> DATA LISTING:
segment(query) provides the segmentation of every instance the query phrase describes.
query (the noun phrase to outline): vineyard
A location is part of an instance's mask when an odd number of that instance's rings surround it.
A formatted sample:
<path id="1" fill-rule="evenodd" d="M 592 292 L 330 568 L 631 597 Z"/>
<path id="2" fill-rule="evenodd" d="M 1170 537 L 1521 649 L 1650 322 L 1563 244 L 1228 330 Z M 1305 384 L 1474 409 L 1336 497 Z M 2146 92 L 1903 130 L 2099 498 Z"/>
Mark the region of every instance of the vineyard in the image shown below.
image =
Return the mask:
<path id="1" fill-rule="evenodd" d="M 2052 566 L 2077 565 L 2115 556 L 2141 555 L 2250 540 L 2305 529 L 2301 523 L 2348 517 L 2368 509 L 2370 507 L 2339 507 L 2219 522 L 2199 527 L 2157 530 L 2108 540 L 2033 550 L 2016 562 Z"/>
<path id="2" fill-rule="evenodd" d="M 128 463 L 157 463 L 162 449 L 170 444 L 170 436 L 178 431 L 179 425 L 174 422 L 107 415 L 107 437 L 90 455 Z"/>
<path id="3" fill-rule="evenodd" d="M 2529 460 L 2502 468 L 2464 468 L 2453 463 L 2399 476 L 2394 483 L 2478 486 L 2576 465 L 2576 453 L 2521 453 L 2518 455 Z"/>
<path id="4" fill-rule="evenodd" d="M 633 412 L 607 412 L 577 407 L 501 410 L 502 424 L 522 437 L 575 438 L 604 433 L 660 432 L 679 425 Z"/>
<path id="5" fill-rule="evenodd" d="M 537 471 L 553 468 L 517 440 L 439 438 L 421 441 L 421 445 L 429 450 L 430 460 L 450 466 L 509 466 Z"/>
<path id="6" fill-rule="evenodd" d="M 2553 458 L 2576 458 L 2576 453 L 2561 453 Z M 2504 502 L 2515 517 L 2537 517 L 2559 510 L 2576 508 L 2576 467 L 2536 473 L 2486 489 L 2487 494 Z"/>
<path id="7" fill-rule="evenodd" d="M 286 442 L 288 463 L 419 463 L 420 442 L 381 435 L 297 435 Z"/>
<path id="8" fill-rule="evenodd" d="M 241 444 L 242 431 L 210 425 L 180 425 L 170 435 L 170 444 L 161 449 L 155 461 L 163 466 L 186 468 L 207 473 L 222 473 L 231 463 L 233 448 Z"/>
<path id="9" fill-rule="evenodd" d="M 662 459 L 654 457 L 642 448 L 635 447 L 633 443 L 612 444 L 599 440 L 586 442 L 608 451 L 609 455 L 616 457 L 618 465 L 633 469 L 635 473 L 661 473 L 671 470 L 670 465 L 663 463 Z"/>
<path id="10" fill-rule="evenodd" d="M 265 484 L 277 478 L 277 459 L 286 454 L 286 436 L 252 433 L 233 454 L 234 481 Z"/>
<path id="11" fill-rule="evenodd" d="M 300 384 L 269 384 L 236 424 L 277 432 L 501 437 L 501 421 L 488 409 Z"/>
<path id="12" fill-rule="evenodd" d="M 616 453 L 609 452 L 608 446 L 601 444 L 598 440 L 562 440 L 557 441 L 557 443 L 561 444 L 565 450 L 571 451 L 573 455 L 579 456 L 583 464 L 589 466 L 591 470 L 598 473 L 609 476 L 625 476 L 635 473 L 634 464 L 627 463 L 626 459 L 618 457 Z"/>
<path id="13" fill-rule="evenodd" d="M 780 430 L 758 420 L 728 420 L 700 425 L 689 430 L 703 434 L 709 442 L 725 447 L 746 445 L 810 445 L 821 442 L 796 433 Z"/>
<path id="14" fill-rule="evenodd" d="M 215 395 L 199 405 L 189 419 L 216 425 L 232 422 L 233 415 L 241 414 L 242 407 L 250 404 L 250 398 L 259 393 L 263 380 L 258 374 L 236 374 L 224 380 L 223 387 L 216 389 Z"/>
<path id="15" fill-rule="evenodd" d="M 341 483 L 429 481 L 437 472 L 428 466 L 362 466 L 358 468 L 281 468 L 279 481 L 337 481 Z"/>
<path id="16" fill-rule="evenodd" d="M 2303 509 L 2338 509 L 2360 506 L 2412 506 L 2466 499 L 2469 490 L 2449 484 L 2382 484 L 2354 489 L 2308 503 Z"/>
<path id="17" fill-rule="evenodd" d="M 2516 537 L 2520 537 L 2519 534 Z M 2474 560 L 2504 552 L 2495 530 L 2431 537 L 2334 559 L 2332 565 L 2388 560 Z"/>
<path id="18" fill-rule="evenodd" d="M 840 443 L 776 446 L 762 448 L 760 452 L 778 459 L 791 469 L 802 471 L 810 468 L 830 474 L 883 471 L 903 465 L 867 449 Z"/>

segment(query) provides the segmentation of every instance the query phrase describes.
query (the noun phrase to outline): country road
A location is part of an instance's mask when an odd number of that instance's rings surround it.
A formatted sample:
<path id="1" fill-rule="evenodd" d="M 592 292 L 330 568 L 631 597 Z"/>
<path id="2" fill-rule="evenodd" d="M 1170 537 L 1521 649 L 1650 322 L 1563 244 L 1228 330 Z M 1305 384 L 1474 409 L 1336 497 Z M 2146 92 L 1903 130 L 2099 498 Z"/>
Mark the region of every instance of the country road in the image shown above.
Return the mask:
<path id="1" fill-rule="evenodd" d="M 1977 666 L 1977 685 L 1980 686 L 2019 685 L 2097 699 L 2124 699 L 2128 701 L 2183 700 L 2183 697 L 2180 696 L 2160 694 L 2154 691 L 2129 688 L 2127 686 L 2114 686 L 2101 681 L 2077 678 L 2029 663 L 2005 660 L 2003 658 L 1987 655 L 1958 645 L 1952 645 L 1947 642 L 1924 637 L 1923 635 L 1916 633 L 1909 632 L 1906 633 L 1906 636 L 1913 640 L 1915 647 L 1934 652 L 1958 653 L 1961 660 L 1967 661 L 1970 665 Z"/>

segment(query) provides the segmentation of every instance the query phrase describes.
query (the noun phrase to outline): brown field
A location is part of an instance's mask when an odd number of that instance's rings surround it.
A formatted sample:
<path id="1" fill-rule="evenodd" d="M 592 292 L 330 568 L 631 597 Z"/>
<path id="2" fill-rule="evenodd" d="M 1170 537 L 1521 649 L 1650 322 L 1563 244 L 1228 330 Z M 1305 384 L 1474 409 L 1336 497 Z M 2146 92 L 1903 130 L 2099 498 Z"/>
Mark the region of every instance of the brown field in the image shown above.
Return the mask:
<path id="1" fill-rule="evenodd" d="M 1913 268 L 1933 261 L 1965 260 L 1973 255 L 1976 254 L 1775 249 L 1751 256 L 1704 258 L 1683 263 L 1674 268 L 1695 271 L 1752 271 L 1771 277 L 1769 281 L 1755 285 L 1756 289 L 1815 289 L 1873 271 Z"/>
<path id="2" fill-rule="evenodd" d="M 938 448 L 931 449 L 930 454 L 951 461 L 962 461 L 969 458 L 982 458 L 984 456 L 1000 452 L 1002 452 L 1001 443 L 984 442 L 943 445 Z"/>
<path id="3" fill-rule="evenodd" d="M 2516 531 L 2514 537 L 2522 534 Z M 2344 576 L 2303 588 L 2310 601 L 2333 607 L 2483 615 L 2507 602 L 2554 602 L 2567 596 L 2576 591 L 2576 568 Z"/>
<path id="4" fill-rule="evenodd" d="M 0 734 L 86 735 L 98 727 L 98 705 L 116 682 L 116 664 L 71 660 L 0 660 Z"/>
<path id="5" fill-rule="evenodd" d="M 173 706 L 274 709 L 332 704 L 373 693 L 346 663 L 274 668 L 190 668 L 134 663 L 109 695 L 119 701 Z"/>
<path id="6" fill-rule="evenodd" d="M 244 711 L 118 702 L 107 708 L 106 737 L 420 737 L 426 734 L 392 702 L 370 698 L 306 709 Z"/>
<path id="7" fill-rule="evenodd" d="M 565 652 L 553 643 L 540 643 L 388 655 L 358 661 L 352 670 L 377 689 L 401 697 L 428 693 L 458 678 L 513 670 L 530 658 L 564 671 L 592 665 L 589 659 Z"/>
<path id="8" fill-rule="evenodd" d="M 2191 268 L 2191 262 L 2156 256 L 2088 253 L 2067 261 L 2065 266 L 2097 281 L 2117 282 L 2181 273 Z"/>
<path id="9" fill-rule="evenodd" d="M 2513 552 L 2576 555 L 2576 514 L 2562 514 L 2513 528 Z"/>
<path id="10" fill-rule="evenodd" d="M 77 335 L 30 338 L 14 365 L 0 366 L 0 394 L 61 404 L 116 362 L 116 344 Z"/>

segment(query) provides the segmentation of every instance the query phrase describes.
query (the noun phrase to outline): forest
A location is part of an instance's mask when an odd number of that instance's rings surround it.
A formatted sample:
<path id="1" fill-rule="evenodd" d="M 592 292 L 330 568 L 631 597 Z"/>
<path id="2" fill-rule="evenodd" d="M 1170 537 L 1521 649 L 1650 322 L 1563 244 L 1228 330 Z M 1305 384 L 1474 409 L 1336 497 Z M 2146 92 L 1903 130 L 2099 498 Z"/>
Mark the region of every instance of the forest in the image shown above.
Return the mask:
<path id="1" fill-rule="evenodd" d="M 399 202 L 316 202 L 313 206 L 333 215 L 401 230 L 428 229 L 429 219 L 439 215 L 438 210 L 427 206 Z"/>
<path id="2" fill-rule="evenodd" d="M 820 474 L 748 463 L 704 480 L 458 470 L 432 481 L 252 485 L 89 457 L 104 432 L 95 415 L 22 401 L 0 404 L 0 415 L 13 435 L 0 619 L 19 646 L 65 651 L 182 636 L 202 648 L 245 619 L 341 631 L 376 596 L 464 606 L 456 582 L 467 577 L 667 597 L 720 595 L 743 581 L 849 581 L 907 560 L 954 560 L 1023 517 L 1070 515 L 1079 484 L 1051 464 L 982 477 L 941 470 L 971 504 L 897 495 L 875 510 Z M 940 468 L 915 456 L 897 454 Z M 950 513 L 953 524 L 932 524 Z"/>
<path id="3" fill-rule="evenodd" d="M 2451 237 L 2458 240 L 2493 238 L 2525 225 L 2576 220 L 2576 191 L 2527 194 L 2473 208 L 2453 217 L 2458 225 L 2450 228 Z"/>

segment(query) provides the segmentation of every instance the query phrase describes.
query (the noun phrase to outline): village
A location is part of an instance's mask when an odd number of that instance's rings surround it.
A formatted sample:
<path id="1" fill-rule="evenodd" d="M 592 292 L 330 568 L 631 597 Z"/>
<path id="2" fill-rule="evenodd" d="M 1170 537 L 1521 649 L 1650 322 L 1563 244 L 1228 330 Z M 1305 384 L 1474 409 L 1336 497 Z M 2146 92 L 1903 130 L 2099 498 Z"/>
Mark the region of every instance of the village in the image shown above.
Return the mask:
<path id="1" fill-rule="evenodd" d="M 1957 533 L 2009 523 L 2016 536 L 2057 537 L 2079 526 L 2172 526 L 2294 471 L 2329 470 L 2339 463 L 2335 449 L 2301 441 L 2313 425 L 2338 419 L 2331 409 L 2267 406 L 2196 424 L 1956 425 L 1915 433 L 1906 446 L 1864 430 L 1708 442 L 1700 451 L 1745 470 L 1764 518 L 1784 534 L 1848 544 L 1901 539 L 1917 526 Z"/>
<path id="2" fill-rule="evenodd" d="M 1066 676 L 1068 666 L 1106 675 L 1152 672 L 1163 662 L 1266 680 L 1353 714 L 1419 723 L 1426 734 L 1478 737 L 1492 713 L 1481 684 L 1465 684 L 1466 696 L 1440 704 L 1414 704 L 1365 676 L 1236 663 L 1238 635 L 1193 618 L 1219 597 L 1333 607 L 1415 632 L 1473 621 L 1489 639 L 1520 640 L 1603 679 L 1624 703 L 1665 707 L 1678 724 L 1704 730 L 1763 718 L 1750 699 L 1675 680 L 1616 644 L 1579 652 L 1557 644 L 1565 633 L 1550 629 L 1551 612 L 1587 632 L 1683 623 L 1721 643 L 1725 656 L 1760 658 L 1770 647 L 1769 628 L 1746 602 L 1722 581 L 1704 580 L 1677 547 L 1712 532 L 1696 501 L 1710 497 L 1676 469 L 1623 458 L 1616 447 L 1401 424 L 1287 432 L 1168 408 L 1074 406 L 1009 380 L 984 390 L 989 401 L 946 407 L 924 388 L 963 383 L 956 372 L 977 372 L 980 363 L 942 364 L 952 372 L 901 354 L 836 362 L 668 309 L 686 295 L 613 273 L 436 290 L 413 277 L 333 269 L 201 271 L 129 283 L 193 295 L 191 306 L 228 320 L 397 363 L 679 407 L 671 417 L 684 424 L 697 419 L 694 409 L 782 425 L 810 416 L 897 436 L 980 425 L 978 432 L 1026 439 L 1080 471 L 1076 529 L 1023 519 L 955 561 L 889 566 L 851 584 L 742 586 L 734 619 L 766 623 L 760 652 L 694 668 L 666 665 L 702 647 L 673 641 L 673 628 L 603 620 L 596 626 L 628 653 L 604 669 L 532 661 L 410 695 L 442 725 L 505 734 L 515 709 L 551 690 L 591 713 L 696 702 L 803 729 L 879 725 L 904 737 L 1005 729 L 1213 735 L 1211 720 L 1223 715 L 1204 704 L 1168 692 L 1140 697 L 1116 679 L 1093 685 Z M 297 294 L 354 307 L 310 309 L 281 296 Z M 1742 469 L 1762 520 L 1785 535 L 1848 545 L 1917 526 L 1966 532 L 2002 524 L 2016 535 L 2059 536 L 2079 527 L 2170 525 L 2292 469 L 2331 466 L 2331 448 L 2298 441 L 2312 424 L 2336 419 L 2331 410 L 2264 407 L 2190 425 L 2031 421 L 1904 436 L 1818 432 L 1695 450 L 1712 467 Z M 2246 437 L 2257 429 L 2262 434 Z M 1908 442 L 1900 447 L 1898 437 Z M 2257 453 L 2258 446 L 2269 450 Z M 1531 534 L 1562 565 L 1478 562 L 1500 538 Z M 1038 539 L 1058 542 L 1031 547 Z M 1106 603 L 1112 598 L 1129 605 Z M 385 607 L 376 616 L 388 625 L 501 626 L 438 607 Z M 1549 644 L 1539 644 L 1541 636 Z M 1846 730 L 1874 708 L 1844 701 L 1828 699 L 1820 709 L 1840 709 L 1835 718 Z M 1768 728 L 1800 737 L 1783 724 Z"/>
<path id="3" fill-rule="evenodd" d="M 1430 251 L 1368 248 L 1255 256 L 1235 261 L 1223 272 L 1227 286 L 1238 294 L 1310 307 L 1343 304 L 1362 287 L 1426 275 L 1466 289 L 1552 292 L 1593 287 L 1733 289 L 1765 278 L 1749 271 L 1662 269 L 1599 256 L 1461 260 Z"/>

> TASK REQUIREMENTS: A line qualifies when it holds the word "road"; report all qualifying lines from the records above.

> EXERCISE RESULT:
query (the noun phrase to outline): country road
Mark the region of every instance of the country road in the image shown above.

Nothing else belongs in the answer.